AIM
Convert the material from the line with "least one roof" to the line with "[252, 328, 327, 356]", both included, into a Markdown table with columns n and Line, leaving out any blank lines.

Box-labeled dataset extracts

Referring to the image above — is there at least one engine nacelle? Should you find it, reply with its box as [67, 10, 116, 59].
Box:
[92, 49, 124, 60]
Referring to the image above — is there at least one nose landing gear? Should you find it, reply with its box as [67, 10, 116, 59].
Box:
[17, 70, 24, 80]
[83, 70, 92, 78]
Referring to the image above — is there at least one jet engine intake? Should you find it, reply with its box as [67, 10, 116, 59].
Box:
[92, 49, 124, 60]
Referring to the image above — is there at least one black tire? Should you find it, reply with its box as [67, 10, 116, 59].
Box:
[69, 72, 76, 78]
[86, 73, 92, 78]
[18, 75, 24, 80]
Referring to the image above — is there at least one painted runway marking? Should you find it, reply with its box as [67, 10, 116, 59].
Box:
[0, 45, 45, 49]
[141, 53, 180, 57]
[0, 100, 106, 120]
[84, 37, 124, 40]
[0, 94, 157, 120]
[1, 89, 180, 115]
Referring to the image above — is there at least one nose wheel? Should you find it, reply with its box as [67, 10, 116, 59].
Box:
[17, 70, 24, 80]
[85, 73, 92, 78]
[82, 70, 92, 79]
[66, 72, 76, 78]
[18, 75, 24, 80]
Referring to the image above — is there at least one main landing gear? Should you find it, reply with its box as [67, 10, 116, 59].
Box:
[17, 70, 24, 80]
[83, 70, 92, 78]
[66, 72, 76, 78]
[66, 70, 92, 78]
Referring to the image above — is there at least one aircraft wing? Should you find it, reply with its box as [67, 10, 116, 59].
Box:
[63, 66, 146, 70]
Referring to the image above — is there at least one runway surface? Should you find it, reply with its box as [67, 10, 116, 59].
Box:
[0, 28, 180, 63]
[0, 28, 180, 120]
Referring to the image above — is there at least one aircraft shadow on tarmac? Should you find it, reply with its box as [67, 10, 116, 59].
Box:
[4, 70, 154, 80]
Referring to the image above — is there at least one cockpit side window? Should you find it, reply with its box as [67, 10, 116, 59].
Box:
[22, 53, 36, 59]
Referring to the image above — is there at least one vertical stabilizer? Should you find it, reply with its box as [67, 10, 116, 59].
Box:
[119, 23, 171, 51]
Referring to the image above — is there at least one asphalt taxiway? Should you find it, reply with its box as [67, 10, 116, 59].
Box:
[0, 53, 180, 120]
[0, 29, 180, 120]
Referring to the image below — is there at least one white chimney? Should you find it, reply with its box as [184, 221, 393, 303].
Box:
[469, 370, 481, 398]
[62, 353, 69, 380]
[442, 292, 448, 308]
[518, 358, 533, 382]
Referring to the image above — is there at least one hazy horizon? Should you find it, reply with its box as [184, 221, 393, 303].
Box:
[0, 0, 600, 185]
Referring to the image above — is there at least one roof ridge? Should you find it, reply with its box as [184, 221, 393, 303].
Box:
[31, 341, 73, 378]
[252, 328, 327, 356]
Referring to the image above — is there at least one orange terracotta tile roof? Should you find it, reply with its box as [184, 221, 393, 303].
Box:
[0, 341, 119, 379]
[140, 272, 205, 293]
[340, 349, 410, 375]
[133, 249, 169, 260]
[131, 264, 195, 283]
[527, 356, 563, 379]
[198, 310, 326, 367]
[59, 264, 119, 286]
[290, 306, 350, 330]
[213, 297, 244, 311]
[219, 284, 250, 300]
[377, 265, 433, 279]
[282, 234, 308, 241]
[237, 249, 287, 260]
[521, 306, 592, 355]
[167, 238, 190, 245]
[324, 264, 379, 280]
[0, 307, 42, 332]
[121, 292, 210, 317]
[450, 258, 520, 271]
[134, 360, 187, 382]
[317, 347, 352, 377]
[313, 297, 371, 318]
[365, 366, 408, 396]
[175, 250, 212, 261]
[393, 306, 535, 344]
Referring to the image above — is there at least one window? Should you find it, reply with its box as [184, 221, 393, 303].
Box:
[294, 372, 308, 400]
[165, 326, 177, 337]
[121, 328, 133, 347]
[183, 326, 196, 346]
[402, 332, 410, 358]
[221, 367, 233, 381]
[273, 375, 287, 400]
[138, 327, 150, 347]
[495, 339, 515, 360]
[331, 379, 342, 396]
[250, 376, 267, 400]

THE COMPLETED TASK
| n | Line |
|---|---|
| 1 | Referring to the image above — is there at least one roof ridge? Should you find it, reply with its box as [184, 221, 393, 303]. |
| 2 | Box: |
| 3 | [31, 341, 73, 378] |
| 4 | [252, 328, 327, 356] |